(Entries from a set of point annotations)
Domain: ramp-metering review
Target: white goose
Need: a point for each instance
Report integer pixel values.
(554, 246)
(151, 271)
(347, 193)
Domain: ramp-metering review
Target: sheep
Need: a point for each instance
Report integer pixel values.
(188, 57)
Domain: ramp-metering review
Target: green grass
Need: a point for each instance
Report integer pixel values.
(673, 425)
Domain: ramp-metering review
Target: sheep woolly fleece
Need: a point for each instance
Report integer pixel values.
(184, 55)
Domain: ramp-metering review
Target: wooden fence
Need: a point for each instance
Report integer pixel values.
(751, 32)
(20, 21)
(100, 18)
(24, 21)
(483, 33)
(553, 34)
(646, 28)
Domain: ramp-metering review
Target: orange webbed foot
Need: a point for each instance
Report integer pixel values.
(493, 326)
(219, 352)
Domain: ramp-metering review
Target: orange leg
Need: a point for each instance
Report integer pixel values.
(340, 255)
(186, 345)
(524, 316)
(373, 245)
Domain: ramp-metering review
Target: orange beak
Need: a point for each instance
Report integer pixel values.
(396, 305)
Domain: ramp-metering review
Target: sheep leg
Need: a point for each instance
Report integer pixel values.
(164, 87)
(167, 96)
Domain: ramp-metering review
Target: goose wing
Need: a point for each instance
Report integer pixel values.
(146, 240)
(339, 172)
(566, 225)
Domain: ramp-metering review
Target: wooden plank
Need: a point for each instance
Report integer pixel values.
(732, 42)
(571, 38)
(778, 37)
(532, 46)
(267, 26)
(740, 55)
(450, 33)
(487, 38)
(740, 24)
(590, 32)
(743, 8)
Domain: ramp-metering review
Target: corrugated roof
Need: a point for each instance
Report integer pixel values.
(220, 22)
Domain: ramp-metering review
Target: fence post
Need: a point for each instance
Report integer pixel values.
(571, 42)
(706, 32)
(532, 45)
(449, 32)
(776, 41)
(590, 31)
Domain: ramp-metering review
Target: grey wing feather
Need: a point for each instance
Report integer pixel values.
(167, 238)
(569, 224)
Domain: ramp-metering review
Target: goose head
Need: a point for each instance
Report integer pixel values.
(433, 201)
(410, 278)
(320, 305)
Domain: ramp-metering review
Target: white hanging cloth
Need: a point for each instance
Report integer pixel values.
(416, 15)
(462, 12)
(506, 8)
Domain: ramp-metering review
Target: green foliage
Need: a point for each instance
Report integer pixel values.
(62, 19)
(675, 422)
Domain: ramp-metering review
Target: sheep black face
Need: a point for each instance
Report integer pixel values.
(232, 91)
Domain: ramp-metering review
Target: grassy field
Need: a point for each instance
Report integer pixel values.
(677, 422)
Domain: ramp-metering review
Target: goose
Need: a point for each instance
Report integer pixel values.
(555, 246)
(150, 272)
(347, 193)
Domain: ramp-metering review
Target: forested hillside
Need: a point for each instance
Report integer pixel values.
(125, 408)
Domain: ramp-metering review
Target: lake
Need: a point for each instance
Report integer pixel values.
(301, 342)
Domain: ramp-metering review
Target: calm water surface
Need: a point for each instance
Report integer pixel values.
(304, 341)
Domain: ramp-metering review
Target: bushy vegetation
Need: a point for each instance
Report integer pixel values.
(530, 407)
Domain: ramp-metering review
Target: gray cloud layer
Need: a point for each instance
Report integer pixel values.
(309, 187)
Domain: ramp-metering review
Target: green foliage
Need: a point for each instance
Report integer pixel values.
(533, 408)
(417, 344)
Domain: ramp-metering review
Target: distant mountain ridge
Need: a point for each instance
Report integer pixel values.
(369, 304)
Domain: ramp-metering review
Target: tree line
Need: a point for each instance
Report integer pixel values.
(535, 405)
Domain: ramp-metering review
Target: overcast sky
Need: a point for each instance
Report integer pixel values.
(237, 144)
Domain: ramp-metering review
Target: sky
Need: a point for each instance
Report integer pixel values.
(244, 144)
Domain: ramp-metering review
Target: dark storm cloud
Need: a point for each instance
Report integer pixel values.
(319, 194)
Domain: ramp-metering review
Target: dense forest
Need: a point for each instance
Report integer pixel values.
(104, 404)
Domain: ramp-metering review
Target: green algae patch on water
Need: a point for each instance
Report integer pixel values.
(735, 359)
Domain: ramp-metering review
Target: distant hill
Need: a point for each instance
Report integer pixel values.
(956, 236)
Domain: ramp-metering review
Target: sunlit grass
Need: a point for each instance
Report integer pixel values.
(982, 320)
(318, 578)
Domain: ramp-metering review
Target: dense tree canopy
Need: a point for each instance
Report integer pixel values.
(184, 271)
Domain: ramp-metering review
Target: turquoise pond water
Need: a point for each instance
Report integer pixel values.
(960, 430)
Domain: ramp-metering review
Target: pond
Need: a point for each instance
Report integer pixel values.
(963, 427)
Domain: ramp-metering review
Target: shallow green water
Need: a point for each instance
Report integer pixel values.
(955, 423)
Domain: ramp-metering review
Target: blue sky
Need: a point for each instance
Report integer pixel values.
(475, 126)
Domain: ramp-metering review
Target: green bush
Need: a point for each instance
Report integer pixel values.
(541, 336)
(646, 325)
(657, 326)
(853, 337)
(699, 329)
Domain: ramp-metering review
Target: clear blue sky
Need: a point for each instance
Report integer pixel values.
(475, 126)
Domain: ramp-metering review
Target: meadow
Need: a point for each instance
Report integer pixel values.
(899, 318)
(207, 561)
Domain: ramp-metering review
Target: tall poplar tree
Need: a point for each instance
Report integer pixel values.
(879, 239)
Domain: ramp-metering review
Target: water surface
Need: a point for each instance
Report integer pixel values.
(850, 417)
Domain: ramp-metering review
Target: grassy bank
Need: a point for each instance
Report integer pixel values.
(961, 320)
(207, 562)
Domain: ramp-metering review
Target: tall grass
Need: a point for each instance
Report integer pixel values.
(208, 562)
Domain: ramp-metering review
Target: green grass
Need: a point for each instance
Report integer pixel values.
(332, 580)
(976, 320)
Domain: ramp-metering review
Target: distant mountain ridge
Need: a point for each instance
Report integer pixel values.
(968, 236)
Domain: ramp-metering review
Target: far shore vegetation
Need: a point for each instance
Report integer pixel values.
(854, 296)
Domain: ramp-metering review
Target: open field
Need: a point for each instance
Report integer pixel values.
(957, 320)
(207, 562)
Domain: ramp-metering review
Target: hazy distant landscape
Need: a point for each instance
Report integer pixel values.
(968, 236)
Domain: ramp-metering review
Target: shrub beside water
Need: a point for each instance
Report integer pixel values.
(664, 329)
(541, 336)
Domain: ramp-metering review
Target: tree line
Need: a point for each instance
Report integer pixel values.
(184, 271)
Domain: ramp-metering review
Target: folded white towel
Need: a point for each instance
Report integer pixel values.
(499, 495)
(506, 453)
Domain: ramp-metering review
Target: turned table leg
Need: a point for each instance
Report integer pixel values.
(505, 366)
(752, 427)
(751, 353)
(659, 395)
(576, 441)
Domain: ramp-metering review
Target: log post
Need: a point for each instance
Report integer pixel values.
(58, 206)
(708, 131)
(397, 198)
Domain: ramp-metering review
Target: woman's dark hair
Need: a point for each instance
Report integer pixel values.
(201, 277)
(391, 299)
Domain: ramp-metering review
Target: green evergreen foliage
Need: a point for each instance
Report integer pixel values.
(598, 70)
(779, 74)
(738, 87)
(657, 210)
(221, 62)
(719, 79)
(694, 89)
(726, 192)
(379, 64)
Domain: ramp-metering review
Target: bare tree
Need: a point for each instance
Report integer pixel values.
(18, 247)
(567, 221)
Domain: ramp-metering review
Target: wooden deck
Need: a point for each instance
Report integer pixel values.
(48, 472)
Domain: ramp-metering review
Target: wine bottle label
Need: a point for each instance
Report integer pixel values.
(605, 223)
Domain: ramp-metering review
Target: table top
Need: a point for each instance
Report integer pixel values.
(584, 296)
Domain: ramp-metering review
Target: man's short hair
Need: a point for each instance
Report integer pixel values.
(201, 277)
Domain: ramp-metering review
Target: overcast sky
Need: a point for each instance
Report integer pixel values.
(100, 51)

**The problem**: Gather every line of the data above that contains the word "sheep", and copy each one unchanged.

**Exercise output**:
Target: sheep
Target: sheep woolly fleece
Target: sheep leg
Target: sheep black face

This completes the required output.